**Text for analysis**.
= = = = = = =

Hydrodynamics of near-critical fluids have gained considerable interest since the identification of the thermo-acoustic effect which is responsible for the fast thermal equilibration of a cell heated on one boundary (Zappoli et al., 2015). Transport coefficients exhibit strong deviations near the critical point (Zappoli et al., 2015; Stanley, 1971). Near-critical fluids are characterised by a large density like a liquid and a low viscosity and a high compressibility like a gas. Their thermal diffusivity goes to zero whereas the isothermal compressibility (and on the same way the heat capacity at constant pressure and thermal expansion) diverge.

= = = = = = =

**Material provided**.
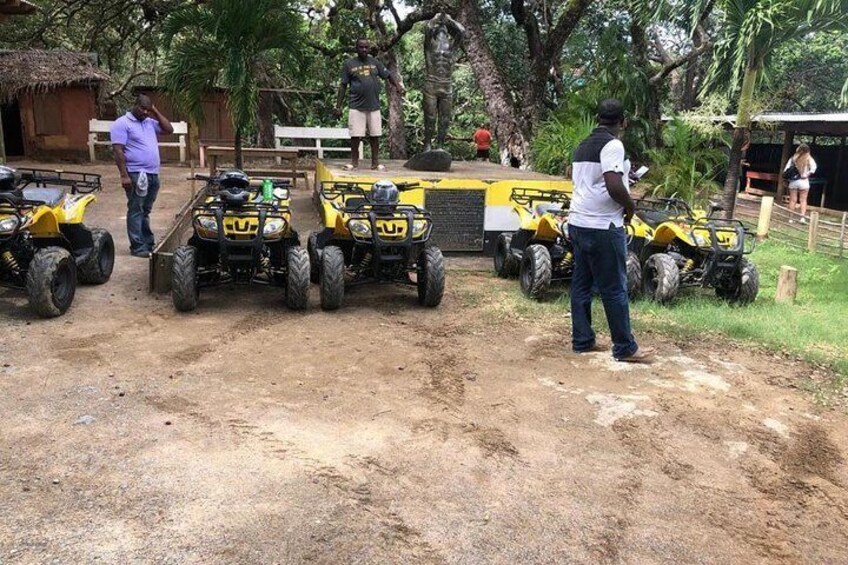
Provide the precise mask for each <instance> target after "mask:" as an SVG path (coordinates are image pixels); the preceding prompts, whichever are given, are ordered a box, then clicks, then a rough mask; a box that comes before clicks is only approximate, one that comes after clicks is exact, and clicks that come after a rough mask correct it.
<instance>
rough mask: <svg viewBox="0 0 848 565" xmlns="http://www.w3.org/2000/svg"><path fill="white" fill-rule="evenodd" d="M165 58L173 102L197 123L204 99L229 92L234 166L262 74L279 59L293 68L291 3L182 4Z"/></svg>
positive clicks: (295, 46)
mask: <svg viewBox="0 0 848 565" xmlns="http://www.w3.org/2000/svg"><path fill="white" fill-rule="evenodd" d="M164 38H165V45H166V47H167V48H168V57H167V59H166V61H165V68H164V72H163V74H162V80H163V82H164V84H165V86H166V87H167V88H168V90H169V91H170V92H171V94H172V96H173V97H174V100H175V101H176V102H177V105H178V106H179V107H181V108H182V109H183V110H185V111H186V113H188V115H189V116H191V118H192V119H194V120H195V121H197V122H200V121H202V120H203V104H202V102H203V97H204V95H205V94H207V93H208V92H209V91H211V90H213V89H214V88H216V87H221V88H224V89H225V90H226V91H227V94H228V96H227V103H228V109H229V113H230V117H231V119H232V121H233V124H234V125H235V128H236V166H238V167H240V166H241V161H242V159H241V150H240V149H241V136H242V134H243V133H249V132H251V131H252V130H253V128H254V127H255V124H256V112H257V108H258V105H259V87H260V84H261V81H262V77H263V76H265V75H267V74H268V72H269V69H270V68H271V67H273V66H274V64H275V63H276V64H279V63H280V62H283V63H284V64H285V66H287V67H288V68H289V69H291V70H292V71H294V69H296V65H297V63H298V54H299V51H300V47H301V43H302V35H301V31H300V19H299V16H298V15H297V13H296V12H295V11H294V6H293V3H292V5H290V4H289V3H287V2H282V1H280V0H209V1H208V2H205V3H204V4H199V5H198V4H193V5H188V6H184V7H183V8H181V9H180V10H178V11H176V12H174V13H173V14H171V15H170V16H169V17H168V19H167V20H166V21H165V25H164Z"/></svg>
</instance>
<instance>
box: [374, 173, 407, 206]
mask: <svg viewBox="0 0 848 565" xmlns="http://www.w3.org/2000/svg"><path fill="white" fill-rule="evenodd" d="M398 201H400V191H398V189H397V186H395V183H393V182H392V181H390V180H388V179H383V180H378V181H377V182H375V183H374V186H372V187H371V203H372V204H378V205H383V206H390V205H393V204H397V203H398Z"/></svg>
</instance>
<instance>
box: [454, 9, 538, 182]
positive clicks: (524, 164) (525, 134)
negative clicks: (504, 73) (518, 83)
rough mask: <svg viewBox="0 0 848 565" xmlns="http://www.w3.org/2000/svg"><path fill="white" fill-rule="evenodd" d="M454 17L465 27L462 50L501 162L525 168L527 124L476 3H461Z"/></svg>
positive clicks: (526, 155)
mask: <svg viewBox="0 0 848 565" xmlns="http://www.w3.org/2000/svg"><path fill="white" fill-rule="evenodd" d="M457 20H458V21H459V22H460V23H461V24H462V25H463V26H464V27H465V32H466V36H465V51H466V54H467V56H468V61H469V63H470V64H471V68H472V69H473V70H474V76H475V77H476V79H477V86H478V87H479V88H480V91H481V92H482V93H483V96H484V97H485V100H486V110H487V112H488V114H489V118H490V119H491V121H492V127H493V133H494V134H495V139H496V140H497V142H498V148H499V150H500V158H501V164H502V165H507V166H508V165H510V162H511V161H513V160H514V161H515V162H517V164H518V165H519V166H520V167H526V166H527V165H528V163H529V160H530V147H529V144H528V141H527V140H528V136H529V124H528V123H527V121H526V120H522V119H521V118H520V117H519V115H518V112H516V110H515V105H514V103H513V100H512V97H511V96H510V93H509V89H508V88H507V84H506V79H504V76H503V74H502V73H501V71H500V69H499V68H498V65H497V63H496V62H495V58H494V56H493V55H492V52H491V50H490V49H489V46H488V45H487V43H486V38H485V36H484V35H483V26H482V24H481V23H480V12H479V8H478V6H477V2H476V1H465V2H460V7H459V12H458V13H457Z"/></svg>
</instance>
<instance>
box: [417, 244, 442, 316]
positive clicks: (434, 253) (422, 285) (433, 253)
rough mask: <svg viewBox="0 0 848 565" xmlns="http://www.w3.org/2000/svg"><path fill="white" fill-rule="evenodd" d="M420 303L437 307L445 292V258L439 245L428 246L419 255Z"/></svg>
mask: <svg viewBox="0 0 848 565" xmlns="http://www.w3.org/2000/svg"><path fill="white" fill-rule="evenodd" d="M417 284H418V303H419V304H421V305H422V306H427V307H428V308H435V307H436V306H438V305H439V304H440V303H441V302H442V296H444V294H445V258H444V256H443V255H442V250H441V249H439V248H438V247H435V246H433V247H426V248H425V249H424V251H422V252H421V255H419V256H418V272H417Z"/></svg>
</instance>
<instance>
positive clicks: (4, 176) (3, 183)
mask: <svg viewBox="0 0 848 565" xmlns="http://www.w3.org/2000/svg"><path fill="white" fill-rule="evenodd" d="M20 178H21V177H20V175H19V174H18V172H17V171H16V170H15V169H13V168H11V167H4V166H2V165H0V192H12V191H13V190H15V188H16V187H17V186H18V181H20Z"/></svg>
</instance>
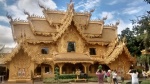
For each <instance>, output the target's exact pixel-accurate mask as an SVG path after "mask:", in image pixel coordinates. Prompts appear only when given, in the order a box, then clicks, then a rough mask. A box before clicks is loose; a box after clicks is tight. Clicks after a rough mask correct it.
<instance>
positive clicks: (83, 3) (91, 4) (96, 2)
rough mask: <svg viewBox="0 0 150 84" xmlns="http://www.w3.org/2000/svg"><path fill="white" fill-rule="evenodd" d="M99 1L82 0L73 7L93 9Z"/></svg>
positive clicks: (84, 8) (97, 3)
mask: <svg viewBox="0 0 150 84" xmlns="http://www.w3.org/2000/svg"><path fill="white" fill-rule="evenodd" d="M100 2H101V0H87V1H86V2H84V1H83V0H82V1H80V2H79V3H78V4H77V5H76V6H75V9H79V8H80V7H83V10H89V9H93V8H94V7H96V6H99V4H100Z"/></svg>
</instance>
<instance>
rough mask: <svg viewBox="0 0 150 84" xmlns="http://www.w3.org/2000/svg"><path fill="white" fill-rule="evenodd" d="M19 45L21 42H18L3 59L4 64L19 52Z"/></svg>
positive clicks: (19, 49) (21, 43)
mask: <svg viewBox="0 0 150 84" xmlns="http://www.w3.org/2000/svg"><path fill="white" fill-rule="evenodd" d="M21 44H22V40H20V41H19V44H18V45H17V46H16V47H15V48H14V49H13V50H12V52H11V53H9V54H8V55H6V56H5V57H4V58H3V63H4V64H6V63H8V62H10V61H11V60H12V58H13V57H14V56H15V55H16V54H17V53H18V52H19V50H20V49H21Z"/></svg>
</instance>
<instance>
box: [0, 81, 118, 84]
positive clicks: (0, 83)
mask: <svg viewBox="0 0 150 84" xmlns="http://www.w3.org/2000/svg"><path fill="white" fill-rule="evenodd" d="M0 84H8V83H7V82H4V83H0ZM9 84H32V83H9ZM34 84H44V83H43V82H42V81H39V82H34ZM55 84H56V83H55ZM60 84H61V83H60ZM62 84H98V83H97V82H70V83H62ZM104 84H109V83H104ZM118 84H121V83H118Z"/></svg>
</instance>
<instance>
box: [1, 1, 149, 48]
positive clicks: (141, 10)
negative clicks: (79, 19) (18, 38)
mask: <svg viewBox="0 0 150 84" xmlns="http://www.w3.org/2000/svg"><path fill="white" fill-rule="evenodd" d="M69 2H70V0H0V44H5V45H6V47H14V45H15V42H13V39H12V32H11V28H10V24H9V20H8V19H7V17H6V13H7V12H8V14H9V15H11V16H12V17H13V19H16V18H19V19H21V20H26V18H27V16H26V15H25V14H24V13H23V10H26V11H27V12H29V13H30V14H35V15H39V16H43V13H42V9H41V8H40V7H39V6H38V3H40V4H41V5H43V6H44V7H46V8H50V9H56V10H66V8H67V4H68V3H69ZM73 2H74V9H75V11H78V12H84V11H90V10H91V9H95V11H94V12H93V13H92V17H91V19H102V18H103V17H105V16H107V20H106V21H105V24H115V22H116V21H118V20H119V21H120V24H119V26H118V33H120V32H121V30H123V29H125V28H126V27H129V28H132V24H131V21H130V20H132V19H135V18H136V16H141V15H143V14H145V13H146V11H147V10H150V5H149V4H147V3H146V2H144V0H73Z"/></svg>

= = = = = = =

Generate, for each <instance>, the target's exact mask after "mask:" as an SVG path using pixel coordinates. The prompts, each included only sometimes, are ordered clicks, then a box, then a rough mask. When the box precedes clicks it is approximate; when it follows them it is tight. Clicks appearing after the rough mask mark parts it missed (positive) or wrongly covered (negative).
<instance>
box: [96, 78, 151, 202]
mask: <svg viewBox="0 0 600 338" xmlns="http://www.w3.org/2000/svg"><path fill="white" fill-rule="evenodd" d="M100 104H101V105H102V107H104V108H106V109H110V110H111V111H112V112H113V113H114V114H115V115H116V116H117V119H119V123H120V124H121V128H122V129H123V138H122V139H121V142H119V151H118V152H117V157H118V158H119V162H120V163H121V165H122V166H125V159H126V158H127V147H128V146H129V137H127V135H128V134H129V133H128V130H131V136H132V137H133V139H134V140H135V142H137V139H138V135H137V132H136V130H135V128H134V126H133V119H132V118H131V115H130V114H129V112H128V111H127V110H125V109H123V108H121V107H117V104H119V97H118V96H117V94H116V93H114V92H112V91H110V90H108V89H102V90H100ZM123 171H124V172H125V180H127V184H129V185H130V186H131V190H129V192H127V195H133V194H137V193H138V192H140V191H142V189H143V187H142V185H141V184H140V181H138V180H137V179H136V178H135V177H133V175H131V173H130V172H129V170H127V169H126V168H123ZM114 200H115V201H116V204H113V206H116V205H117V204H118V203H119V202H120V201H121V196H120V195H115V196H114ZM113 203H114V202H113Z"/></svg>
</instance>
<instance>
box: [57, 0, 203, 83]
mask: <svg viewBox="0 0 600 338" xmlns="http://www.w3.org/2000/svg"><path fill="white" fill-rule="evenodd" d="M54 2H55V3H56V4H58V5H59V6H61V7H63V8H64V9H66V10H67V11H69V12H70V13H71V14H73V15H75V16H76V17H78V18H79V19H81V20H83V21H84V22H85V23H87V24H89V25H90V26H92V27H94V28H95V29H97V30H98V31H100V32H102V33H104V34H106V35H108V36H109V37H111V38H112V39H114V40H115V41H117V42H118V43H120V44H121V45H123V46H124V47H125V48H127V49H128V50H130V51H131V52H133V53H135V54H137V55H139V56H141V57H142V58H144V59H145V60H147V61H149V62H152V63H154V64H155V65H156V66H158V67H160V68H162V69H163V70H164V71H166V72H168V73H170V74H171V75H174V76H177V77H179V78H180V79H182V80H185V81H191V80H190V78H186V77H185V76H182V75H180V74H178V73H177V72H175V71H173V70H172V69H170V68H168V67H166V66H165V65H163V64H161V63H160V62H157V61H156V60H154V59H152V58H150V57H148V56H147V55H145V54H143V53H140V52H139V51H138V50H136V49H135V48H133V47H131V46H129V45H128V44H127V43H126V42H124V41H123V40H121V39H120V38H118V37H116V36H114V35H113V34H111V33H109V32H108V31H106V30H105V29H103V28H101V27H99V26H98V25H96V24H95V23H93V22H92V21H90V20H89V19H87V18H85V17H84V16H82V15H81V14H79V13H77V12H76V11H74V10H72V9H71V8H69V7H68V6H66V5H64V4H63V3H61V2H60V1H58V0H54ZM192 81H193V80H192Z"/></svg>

= = = = = = =

**Task objective**.
Summarize the passage on near-critical fluids in two sentences. The records have no connection to the passage on near-critical fluids.

**Answer to the exercise**.
Interest in the hydrodynamics of near-critical fluids has grown since the identification of the thermo-acoustic effect, which is responsible for fast thermal equilibration when heat is applied at one boundary. These fluids combine a liquid-like large density with a gas-like low viscosity and high compressibility, and their transport coefficients deviate strongly near the critical point: thermal diffusivity goes to zero while isothermal compressibility, heat capacity at constant pressure, and thermal expansion diverge.